### Исходный текст
⁂

Сегодня мы разговариваем с кинокритиком Екатериной Барабаш, успешно эвакуировавшейся (или бежавшей, вопрос выбора слова) из-под домашнего ареста в России по делу о «фейках об армии». Сейчас она находится в Париже, в студии Russie-Libertés, и мы поговорим и о том, как возникла вся эта приключенческо-детективная ситуация, и о жизни самой Екатерины.

Денис Галицын / SOTA
– Во-первых, позвольте вас поздравить с этой успешной эвакуацией.
– Спасибо большое.
– Во-вторых, я бы хотел начать с вашего поста от ноября 24 года, где вы в фейсбуке рассказывали о том, как, влетая в Россию, столкнулись с фирменным гостеприимством российских пограничников, которые вас задержали и придрались к тому, что вы родились в Украинской ССР. Не боялись ли вы после того, как вас задержали на границе и предъявляли претензии буквально к месту рождения, продолжать и жить в России, и возвращаться в нее из зарубежных командировок?

– Ну, знаете, это было уже не первый раз, когда меня продержали на паспортном контроле, где-то там за каким-то заграждением.

⁂

### Предоставленные строки
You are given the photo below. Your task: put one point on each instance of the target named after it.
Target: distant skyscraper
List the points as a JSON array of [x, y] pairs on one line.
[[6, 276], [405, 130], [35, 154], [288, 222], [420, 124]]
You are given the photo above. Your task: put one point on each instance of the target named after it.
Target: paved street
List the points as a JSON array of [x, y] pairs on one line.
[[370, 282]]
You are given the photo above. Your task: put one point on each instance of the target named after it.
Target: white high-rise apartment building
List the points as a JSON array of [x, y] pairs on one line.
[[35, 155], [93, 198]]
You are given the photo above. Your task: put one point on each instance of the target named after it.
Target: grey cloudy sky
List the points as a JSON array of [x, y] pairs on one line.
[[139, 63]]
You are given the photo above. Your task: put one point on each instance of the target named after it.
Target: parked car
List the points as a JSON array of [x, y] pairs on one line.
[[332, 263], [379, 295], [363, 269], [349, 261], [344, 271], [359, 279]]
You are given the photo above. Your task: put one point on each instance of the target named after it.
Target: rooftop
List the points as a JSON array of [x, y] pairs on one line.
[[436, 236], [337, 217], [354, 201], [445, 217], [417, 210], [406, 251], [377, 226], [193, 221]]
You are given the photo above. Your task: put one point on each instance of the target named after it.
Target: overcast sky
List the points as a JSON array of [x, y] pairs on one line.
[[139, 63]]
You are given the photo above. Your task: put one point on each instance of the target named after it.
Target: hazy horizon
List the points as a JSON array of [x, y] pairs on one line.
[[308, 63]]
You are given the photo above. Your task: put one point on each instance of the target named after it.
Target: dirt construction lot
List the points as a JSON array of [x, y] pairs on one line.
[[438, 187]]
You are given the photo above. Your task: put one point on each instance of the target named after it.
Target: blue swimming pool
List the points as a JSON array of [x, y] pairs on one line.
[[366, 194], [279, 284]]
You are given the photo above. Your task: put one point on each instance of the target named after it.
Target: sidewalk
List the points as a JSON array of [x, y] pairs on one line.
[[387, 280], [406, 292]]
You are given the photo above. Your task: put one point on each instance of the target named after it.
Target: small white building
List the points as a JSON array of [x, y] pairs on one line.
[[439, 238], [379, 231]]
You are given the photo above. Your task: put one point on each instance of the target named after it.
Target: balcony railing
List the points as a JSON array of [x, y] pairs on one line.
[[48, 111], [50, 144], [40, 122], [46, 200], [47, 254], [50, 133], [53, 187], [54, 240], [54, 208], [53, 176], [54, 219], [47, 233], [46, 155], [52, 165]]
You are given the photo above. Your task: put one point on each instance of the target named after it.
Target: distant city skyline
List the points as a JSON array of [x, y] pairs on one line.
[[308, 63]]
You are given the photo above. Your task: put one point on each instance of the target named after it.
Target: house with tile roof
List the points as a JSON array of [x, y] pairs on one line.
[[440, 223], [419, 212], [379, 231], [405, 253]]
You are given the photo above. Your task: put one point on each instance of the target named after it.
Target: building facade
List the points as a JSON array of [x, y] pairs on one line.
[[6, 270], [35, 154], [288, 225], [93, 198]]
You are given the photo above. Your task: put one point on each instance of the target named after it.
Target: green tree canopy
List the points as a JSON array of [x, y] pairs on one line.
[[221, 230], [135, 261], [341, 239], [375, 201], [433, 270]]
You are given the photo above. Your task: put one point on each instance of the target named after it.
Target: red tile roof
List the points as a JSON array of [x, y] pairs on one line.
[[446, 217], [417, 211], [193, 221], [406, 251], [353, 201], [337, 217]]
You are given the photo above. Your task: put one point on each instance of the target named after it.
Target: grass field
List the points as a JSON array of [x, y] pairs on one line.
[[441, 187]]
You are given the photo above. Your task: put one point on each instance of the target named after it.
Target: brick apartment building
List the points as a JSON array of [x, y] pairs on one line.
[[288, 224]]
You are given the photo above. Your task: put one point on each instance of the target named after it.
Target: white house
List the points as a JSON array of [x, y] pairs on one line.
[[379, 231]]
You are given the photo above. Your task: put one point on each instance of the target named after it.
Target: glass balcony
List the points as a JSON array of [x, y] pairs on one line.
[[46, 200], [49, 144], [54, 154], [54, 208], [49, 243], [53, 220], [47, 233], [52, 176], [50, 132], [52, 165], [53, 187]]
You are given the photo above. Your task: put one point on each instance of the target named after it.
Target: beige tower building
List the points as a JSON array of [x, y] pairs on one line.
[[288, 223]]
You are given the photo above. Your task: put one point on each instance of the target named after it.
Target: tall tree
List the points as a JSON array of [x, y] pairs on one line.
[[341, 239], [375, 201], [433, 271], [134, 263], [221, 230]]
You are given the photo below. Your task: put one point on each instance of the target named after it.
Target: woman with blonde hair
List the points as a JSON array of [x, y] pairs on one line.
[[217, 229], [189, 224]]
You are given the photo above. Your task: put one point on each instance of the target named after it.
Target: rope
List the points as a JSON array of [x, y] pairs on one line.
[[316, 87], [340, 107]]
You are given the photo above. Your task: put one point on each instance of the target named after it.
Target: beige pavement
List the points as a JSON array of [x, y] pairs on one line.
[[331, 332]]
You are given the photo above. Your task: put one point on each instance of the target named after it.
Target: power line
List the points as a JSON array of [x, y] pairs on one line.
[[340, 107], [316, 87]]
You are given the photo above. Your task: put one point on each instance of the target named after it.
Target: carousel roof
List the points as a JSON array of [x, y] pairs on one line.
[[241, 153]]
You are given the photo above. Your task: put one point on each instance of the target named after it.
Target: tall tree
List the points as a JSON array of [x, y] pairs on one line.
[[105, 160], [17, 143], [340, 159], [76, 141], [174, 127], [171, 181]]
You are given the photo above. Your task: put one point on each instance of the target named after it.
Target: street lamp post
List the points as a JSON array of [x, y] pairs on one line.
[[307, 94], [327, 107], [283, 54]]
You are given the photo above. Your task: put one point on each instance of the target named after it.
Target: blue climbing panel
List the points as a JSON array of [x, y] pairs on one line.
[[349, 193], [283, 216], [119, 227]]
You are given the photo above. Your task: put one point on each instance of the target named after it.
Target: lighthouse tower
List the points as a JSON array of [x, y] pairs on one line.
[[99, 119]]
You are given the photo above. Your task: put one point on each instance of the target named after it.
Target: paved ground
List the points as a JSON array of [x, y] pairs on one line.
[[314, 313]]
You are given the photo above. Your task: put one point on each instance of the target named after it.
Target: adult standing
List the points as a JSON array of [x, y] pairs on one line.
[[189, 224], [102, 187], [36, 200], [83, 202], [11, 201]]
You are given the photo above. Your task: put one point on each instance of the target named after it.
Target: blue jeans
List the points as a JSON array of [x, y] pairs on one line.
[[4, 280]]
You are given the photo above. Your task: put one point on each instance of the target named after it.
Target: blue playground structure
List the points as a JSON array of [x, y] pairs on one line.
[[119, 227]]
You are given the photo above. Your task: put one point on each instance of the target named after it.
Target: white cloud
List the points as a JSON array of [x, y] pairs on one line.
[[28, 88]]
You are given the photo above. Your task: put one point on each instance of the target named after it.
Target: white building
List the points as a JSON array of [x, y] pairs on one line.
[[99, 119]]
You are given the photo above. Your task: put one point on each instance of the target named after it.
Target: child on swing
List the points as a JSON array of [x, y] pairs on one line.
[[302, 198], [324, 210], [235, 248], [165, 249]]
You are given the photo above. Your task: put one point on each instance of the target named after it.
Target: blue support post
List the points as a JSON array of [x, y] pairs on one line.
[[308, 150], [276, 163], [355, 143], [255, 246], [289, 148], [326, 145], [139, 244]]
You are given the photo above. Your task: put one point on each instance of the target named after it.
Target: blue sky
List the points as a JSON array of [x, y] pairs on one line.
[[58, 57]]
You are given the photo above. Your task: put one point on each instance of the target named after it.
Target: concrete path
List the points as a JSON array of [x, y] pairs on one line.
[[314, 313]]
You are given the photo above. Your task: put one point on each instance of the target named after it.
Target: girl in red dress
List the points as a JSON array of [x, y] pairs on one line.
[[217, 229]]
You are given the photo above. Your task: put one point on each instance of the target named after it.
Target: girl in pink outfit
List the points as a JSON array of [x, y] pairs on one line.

⁂

### Задания
1. Где, согласно интервью с кинокритиком Екатериной Барабаш, она находится в момент беседы?
2. Продолжите интервью с кинокритиком Екатериной Барабаш, начав сразу после последней приведенной в нем фразы.

### Ответы к заданиям
1. В Париже, в студии Russie-Libertés.

2.
Первый раз это было в ноябре, я вылетала в Каир, меня продержали там минут сорок, наверное. Они посмотрели мой телефон, но не особо внимательно, я успела удалить переписку с Украиной. На обратном пути было то же самое, и тоже недолго.
Я спросила, в чем дело: «Место рождения у вас подкачало, Украина». Я говорю: вы всех проверяете? Да, мы проверяем всех, кто родился в Украине. Хорошо. В феврале я вылетала в Берлин, все было точно так же, на обратном пути, уже на въезде в Россию, меня продержали три часа.
Тут я немножко занервничала, хотя я была готова к такому повороту, но, когда пошел второй час, ходила, спрашивала, мне говорили, что какая-то система зависла или что-то они не могут получить. Я уже потом подумала, наверное, на тот момент было заведено уголовное дело: это было 22 февраля, а дело было заведено 18 февраля.
Я, наверное, как наивный человек им поверила, что дело в моем месте рождения. Ну, кстати, я до сих пор думаю, что, может быть, это действительно так. Нет, мне не было особо страшно, и у меня вообще не было мыслей уезжать, честно говоря, вообще этот вопрос для меня был закрыт, эта проблема не стояла, потому что у меня были очень пожилые родители, 93 и 95 лет. Но вот папы не стало как раз через несколько дней, в ноябре, после моего возвращения из Каира, однако осталась 96-летняя мама.
Мне все время говорили, что ты очень рискуешь, когда пишешь такие тексты, потому что, если уж ты не хочешь оставлять родителей, то будь потише. Не получилось быть потише, что поделаешь.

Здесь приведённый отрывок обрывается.